INSTRUCTIONS FOR THE TASK:
Print all the entries exactly.

Dataset entries:
- - - - - - -

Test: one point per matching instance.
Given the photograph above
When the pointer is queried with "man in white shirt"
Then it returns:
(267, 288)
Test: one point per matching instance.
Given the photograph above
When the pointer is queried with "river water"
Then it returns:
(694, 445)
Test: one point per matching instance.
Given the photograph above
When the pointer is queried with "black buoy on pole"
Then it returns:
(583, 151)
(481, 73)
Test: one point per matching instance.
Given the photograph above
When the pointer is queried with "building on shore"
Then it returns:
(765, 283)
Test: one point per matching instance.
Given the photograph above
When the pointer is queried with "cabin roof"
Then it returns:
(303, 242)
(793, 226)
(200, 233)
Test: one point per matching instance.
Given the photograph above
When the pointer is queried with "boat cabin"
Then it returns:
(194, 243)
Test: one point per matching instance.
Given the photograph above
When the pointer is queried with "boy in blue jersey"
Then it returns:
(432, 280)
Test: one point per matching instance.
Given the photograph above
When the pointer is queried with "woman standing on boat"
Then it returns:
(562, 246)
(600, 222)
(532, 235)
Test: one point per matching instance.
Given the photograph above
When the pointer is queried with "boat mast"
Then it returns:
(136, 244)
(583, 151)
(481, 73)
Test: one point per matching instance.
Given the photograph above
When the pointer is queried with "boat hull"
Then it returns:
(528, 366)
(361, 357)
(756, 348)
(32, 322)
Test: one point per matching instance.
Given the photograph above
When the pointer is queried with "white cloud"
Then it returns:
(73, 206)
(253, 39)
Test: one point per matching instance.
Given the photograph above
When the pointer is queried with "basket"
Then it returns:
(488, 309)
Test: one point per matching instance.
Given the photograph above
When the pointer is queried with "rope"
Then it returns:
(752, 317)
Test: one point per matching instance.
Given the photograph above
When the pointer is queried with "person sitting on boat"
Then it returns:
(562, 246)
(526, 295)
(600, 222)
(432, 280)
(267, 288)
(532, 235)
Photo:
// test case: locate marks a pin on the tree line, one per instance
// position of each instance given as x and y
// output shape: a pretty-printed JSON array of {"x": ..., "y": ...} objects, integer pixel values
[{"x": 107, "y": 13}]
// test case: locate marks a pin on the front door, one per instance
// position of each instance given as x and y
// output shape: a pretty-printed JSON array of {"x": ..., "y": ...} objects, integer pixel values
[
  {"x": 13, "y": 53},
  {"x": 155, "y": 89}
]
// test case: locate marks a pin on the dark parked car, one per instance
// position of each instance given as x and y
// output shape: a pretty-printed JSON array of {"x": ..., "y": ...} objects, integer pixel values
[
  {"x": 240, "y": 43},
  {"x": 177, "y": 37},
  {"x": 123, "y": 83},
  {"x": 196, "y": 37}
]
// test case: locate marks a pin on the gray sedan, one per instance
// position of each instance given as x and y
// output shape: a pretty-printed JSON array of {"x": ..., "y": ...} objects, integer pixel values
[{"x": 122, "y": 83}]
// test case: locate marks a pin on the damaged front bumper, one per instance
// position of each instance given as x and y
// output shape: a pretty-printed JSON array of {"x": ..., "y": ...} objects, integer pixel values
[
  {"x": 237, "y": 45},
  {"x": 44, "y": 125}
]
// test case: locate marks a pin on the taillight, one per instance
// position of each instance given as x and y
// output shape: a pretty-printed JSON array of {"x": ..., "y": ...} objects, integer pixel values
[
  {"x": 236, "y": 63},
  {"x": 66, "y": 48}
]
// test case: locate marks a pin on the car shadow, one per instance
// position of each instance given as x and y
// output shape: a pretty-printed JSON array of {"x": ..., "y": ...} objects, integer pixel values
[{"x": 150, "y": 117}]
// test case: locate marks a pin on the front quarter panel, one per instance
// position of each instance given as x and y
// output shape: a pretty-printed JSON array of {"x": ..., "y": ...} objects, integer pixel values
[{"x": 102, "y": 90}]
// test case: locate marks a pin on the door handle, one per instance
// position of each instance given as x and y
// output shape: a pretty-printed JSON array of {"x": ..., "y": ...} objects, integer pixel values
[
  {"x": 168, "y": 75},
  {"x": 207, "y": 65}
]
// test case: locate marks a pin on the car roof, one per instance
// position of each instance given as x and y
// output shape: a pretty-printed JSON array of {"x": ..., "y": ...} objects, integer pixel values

- - - - - - -

WRITTEN ANSWER:
Test: one point per matching instance.
Given the photograph above
When the pointer is queried with "man in white shirt"
Then it returns:
(267, 288)
Test: one point per matching instance.
Given the photograph above
When the pointer is queried with "river water"
Then it returns:
(694, 445)
Test: one point per matching instance.
Given the photograph above
When the pointer is queried with "black buoy on pole"
Then it returns:
(583, 151)
(481, 73)
Test: one point per matching instance.
Given the photograph above
When the pointer is queried with "building on shore"
Then it returns:
(765, 283)
Test: one point per matching instance.
Given the photograph above
When the pointer is queried with "cabin roof"
Then it returns:
(303, 242)
(793, 226)
(200, 233)
Test: one point per matching instance.
Given the photograph above
When the pointer is queried with "boat cabin"
Then it returns:
(194, 243)
Test: one point per matching instance.
Given the photograph above
When the pointer is queried with "boy in blue jersey"
Then it returns:
(432, 280)
Test: one point per matching instance.
Given the photograph above
When the pointer is queried with "woman standing on boat"
Then it returns:
(562, 246)
(600, 222)
(532, 235)
Test: one point per matching instance.
Given the photograph above
When the pointer is queried with "boat mast"
Then it returns:
(136, 244)
(583, 151)
(481, 73)
Test: one point per matching instance.
Given the photograph above
When the pointer is queried with "boat hull"
Then it returns:
(528, 366)
(361, 357)
(756, 348)
(32, 322)
Test: one point per matching instance.
Given the photograph above
When the pointer is queried with "white cloud"
Then it returns:
(73, 206)
(253, 39)
Test: one point per matching instance.
Given the photograph above
When the pointer is queried with "basket"
Then it returns:
(488, 309)
Test: one point per matching instance.
Given the photograph above
When the pointer is queried with "rope"
Then it returns:
(752, 317)
Test: one point per matching instance.
Given the photograph above
When the pointer is queried with "person sitting on boat"
Then it returns:
(562, 246)
(526, 295)
(600, 222)
(432, 280)
(267, 288)
(532, 235)
Photo:
// test case: locate marks a pin on the tree line, one per instance
// position of each instance given as x and y
// output shape: a pretty-printed JSON array of {"x": ..., "y": ...} objects, integer pixel values
[{"x": 107, "y": 13}]
// test case: locate marks a pin on the front door, one per instance
// position of each instance given as x and y
// output shape: a pretty-printed JSON array of {"x": ..., "y": ...} objects, integer pixel values
[
  {"x": 13, "y": 53},
  {"x": 155, "y": 89}
]
// test case: locate marks a pin on the dark parked car, one per instance
// position of each instance given as x and y
// output shape: a pretty-printed JSON array of {"x": ..., "y": ...} objects, integer pixel values
[
  {"x": 240, "y": 43},
  {"x": 177, "y": 37},
  {"x": 123, "y": 83},
  {"x": 196, "y": 37}
]
// test case: locate marks a pin on the gray sedan, one per instance
// position of each instance given as x and y
// output shape: a pretty-printed JSON array of {"x": ..., "y": ...} objects, integer pixel values
[{"x": 122, "y": 83}]
// test case: locate marks a pin on the damaged front bumper, one per instance
// position of each instance given as x and y
// output shape: a pretty-printed JSON array of {"x": ..., "y": ...} objects, integer pixel values
[
  {"x": 237, "y": 45},
  {"x": 44, "y": 125}
]
// test case: locate marks a pin on the taillight, one per instance
// position of each instance given as x and y
// output shape: a pretty-printed JSON array of {"x": ..., "y": ...} objects, integer pixel values
[
  {"x": 236, "y": 63},
  {"x": 66, "y": 48}
]
// test case: locate marks a pin on the car shadow, one per instance
// position of each instance given as x and y
// output shape: a pretty-printed JSON array of {"x": ..., "y": ...} objects, integer pixel values
[{"x": 150, "y": 117}]
// test case: locate marks a pin on the front quarter panel, one per instance
// position of each instance given as x and y
// output shape: a pretty-printed JSON array of {"x": ..., "y": ...} objects, integer pixel values
[{"x": 102, "y": 90}]
// test case: locate marks a pin on the door handle, one per instance
// position of each instance given as x and y
// output shape: a pretty-printed JSON array of {"x": ..., "y": ...} objects, integer pixel values
[
  {"x": 168, "y": 75},
  {"x": 207, "y": 65}
]
// test case: locate marks a pin on the car roof, one per instance
// position of each instance given as x and y
// output shape: a pretty-printed JSON array of {"x": ..., "y": ...} objects, integer pixel values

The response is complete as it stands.